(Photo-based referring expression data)
──────────

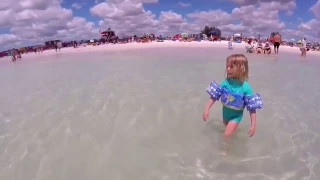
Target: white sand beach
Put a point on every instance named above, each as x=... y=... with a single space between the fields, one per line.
x=239 y=47
x=134 y=111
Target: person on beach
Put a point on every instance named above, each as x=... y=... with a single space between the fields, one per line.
x=304 y=49
x=235 y=94
x=276 y=43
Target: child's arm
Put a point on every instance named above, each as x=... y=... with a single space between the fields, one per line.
x=209 y=104
x=253 y=122
x=206 y=110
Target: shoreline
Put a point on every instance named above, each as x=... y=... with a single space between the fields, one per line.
x=152 y=45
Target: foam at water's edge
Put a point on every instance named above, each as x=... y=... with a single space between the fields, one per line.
x=137 y=115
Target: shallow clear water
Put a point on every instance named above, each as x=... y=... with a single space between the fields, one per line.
x=138 y=115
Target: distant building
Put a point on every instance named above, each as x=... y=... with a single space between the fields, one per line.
x=51 y=43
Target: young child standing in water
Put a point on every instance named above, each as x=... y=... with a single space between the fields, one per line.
x=235 y=94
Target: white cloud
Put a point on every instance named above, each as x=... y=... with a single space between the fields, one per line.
x=34 y=21
x=313 y=25
x=76 y=5
x=184 y=4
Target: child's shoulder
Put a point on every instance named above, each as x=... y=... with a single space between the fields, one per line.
x=247 y=88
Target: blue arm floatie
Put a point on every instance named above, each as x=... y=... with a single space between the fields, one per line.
x=214 y=90
x=253 y=102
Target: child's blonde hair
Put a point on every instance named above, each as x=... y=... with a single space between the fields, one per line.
x=240 y=63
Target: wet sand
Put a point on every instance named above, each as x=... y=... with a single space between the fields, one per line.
x=137 y=114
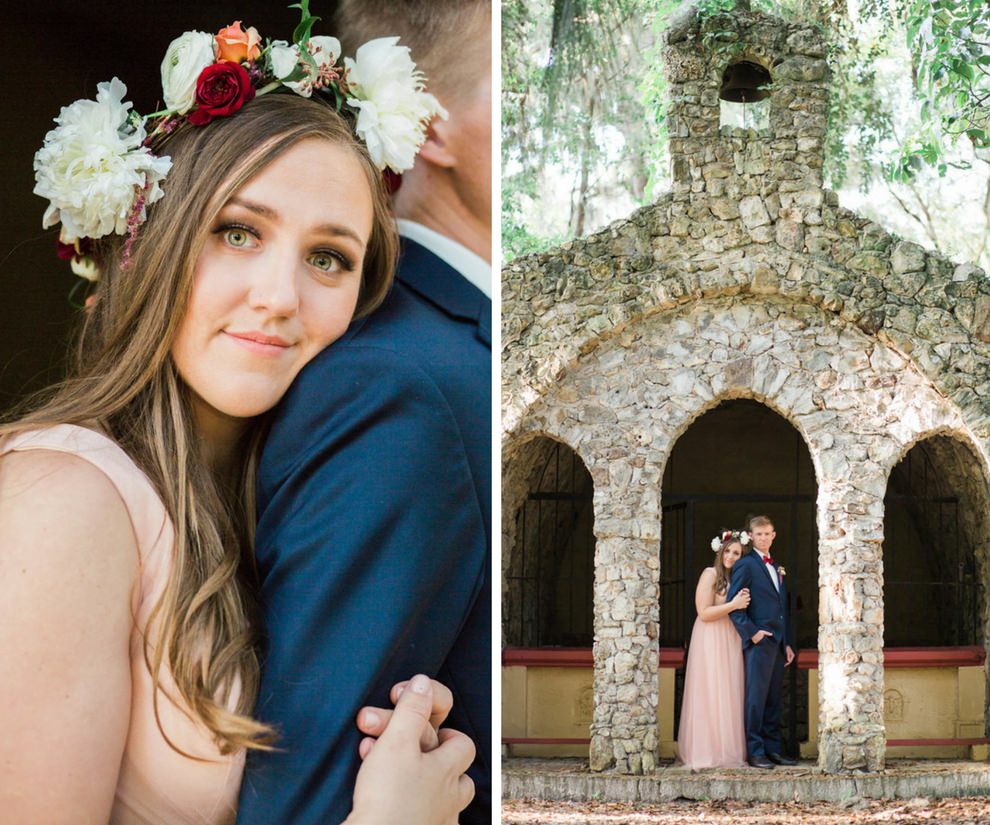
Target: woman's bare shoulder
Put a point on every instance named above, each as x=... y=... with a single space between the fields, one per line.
x=67 y=505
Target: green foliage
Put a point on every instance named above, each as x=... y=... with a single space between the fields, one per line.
x=950 y=42
x=578 y=72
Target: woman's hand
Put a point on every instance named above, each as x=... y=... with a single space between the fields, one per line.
x=741 y=600
x=372 y=721
x=399 y=782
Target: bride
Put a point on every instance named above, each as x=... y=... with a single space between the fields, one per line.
x=711 y=732
x=230 y=238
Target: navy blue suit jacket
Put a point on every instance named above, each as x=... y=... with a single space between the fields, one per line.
x=374 y=541
x=768 y=609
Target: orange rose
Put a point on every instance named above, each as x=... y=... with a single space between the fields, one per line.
x=237 y=45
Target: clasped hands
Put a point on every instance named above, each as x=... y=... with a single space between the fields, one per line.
x=760 y=635
x=413 y=771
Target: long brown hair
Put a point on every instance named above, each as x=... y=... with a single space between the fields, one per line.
x=123 y=381
x=723 y=574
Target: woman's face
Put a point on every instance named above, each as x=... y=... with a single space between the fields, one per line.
x=731 y=554
x=277 y=280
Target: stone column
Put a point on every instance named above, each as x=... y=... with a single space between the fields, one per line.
x=624 y=726
x=850 y=634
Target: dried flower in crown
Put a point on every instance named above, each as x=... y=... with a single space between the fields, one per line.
x=741 y=535
x=99 y=174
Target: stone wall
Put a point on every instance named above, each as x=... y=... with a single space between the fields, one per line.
x=746 y=280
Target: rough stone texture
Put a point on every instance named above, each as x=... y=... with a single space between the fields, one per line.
x=614 y=343
x=567 y=780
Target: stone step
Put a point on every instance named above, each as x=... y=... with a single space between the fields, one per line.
x=570 y=780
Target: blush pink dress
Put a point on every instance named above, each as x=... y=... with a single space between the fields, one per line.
x=712 y=733
x=156 y=784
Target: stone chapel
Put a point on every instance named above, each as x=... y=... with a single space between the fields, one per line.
x=745 y=345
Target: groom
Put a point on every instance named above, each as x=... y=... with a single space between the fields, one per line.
x=374 y=531
x=765 y=628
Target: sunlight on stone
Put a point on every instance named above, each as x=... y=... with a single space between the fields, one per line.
x=754 y=115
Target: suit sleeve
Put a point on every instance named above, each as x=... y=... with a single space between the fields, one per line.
x=367 y=548
x=788 y=624
x=742 y=576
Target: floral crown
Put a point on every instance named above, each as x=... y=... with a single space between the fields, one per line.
x=98 y=170
x=725 y=535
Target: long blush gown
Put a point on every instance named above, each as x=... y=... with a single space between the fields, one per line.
x=156 y=785
x=712 y=733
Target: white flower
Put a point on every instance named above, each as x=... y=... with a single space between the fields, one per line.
x=393 y=108
x=285 y=60
x=325 y=50
x=85 y=267
x=92 y=166
x=185 y=59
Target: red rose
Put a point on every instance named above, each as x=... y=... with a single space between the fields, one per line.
x=220 y=91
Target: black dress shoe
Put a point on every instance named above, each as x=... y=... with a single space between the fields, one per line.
x=780 y=759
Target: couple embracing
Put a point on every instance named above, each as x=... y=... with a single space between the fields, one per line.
x=740 y=645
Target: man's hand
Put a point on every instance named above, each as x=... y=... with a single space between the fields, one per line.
x=373 y=721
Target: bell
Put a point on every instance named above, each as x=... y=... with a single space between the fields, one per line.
x=742 y=82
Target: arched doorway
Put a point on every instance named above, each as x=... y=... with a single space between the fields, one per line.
x=936 y=522
x=550 y=576
x=740 y=459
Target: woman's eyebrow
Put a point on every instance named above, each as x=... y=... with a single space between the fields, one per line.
x=257 y=208
x=273 y=215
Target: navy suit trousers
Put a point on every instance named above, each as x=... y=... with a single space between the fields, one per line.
x=764 y=665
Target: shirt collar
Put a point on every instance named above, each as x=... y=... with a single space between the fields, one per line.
x=475 y=269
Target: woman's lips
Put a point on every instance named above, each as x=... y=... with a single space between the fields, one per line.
x=258 y=342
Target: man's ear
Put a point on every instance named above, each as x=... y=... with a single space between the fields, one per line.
x=438 y=148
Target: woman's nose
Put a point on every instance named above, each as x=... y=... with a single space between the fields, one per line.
x=275 y=287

──────────

Your instructions
Only the number is wanted: how many lines in the entries above contain the string "crown"?

Task response
2